## Work instructions
What's needed is an exact copy of the lines from the one that contains "For every instance of the snow-covered roof, give" to the end of the data below, leaving the pictures out.

[Point annotations for photos]
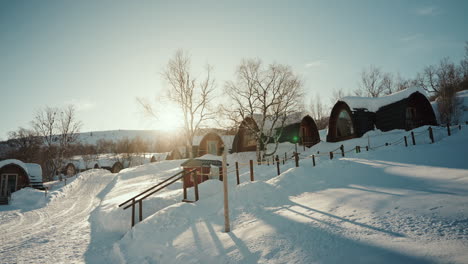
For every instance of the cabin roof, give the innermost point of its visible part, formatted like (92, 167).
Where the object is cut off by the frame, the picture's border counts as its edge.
(373, 104)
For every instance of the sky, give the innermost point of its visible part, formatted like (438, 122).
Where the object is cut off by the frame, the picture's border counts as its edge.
(101, 55)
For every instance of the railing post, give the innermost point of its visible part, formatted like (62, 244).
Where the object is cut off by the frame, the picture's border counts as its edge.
(237, 173)
(251, 170)
(195, 182)
(140, 207)
(184, 184)
(431, 135)
(277, 164)
(133, 212)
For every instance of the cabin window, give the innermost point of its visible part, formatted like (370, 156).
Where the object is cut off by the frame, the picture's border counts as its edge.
(344, 124)
(249, 139)
(212, 147)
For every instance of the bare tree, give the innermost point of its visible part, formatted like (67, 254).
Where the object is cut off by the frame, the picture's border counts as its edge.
(58, 129)
(191, 94)
(269, 95)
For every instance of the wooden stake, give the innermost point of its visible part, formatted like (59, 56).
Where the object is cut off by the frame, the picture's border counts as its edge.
(251, 171)
(237, 173)
(227, 226)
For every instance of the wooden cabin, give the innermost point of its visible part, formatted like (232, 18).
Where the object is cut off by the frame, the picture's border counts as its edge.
(352, 117)
(299, 128)
(15, 175)
(203, 169)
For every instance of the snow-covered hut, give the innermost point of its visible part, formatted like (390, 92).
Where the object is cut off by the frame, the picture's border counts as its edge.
(298, 128)
(353, 116)
(15, 175)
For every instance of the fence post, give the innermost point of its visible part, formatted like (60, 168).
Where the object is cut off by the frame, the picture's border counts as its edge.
(237, 173)
(196, 184)
(140, 207)
(251, 170)
(277, 164)
(133, 212)
(431, 135)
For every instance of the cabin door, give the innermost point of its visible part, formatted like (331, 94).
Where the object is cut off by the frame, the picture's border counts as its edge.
(8, 183)
(212, 147)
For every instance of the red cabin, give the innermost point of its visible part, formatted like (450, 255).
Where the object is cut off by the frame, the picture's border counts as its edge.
(203, 168)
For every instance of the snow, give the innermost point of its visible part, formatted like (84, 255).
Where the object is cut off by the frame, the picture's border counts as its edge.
(373, 104)
(392, 204)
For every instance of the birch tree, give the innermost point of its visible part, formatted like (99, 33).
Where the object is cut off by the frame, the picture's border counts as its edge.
(267, 94)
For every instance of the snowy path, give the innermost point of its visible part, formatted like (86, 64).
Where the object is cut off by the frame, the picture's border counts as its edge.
(57, 233)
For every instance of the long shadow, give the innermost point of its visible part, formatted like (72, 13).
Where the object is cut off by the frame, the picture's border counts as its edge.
(316, 245)
(395, 234)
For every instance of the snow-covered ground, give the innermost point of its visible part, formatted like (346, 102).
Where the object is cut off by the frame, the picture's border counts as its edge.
(393, 204)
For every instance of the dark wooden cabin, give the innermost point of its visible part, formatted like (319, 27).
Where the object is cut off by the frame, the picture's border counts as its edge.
(203, 170)
(13, 177)
(353, 117)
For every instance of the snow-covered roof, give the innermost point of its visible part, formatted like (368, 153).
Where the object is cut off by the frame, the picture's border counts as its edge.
(33, 170)
(291, 119)
(16, 162)
(373, 104)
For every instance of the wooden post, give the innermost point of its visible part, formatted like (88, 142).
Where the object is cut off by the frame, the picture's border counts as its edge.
(195, 184)
(251, 171)
(237, 173)
(140, 207)
(133, 212)
(227, 226)
(184, 184)
(431, 135)
(277, 164)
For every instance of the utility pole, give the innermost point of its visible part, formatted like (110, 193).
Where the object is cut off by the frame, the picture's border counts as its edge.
(227, 226)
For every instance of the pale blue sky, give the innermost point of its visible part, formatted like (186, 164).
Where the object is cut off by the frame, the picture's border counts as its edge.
(100, 55)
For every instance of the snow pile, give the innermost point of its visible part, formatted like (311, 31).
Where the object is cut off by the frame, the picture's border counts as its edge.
(373, 104)
(394, 204)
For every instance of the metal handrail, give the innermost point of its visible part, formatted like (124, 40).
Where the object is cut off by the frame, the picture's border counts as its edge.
(160, 183)
(135, 201)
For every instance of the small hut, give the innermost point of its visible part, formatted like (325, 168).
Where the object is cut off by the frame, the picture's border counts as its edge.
(298, 128)
(353, 116)
(15, 175)
(212, 143)
(203, 166)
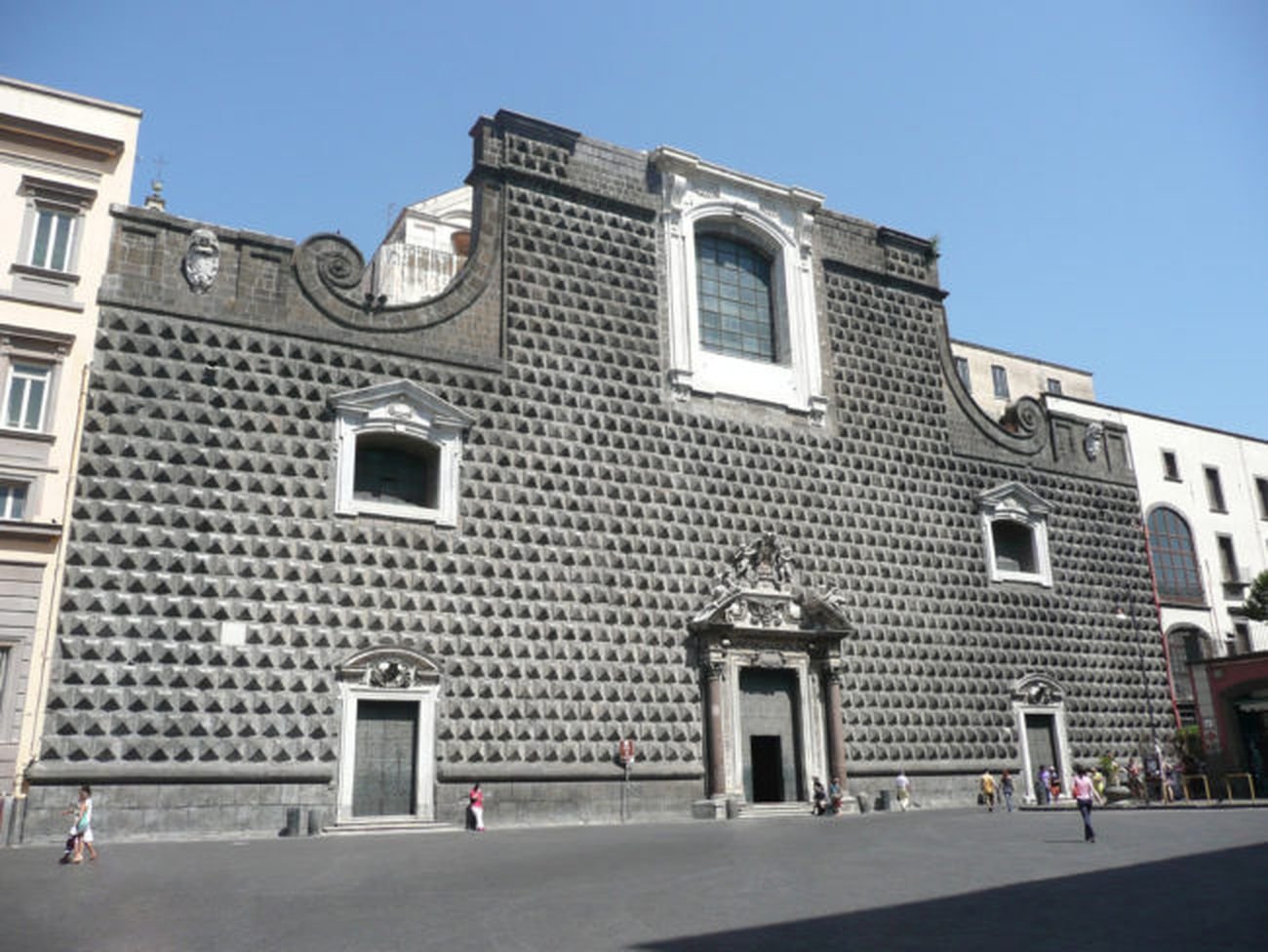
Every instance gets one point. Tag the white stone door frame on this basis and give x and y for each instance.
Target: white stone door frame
(1040, 694)
(389, 675)
(810, 719)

## Written reply
For every instance of the snow-covered roof, give the innermost point of its visible part, formatted like (368, 153).
Where the object is cut off by the frame, the picture's border counts as its edge.
(33, 170)
(291, 119)
(16, 162)
(373, 104)
For every instance of the wooden post, give the innermost point of its visible part, formatted like (88, 142).
Where the object is cut off by the frame, the picture's border counts as its edge.
(195, 184)
(251, 171)
(237, 173)
(140, 207)
(133, 212)
(227, 226)
(184, 184)
(431, 135)
(277, 164)
For every instance of the utility pole, give the innermost point of its visible part, formatted like (110, 193).
Where the object is cut off by the frame, the picture's border counts as its edge.
(227, 226)
For every instance of the pale blue sky, give the innermost point of its visible part, formatted like (186, 164).
Where the object is cut off by the frame, the picture's border counts as its edge.
(100, 55)
For every instance of the snow pile, give the innermost point of its visible part, formatted like (311, 31).
Where the object is cut off by the frame, the picture's border counts as its edge.
(373, 104)
(394, 204)
For every instance of the metal handrail, give the innermost point of its visible part, formatted like (124, 40).
Where the object is cut off by the frame, the picture's border counts as its edge.
(160, 183)
(135, 201)
For every instance of the small hut, give the innermost point of its visible part, formatted like (325, 168).
Where the object is cut off by the frame, the picture's border counts as its edge.
(298, 128)
(353, 116)
(15, 175)
(212, 143)
(203, 166)
Every instance gets one point. Tag the white stone door frame on this basis and give x and y for each instance.
Target: white stone door frame
(1040, 694)
(389, 675)
(810, 719)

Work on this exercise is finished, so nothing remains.